Could you arrange the material below as a numbered list, skipping blank lines and leaving the pictures out?

— Start —

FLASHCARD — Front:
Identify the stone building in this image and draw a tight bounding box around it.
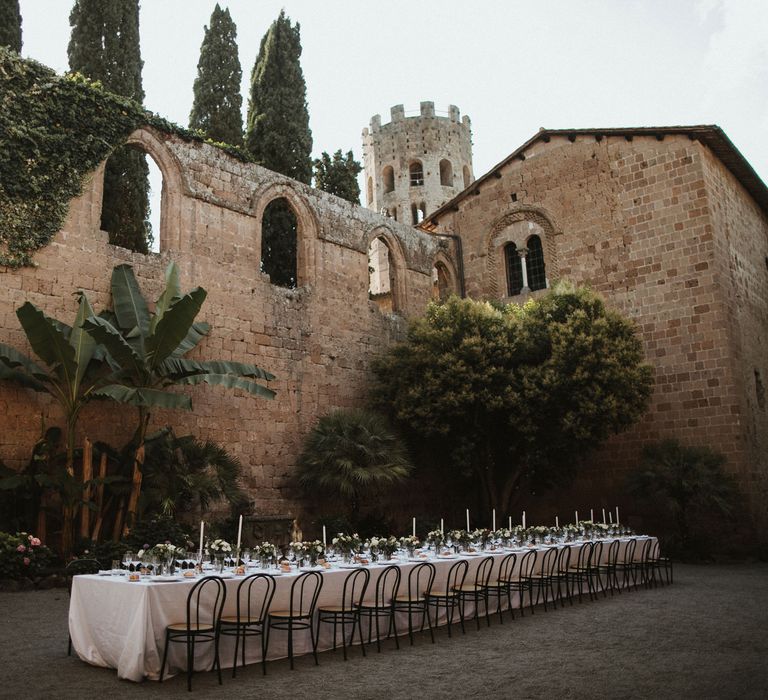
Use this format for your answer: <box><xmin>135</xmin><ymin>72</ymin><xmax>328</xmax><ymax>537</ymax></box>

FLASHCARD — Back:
<box><xmin>421</xmin><ymin>126</ymin><xmax>768</xmax><ymax>524</ymax></box>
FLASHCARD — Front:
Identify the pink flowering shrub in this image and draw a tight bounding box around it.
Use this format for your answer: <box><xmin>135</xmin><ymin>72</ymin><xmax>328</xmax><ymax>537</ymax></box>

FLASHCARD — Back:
<box><xmin>0</xmin><ymin>532</ymin><xmax>53</xmax><ymax>579</ymax></box>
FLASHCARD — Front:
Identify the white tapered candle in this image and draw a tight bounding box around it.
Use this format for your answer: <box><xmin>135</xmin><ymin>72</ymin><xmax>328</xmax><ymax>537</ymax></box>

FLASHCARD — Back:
<box><xmin>237</xmin><ymin>514</ymin><xmax>243</xmax><ymax>556</ymax></box>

— End —

IN RESPONSE —
1. FLASHCARD — Front:
2. Identify the stone building in this image and draw a tight bounding box around it.
3. Use this format for your answer: <box><xmin>135</xmin><ymin>72</ymin><xmax>328</xmax><ymax>537</ymax></box>
4. FLASHCARD — Back:
5. <box><xmin>421</xmin><ymin>126</ymin><xmax>768</xmax><ymax>524</ymax></box>
6. FLASHCARD — Front:
7. Identify the pink flowering shrub in this image and draw a tight bounding box around it.
8. Use this format for your answer: <box><xmin>135</xmin><ymin>72</ymin><xmax>328</xmax><ymax>537</ymax></box>
9. FLASHCARD — Back:
10. <box><xmin>0</xmin><ymin>532</ymin><xmax>53</xmax><ymax>579</ymax></box>
11. FLASHCARD — Front:
12. Identify the white tapered candle in this image and draw a tight bounding box around it.
13. Use this format for your answer: <box><xmin>135</xmin><ymin>72</ymin><xmax>328</xmax><ymax>537</ymax></box>
14. FLASHCARD — Back:
15. <box><xmin>237</xmin><ymin>514</ymin><xmax>243</xmax><ymax>556</ymax></box>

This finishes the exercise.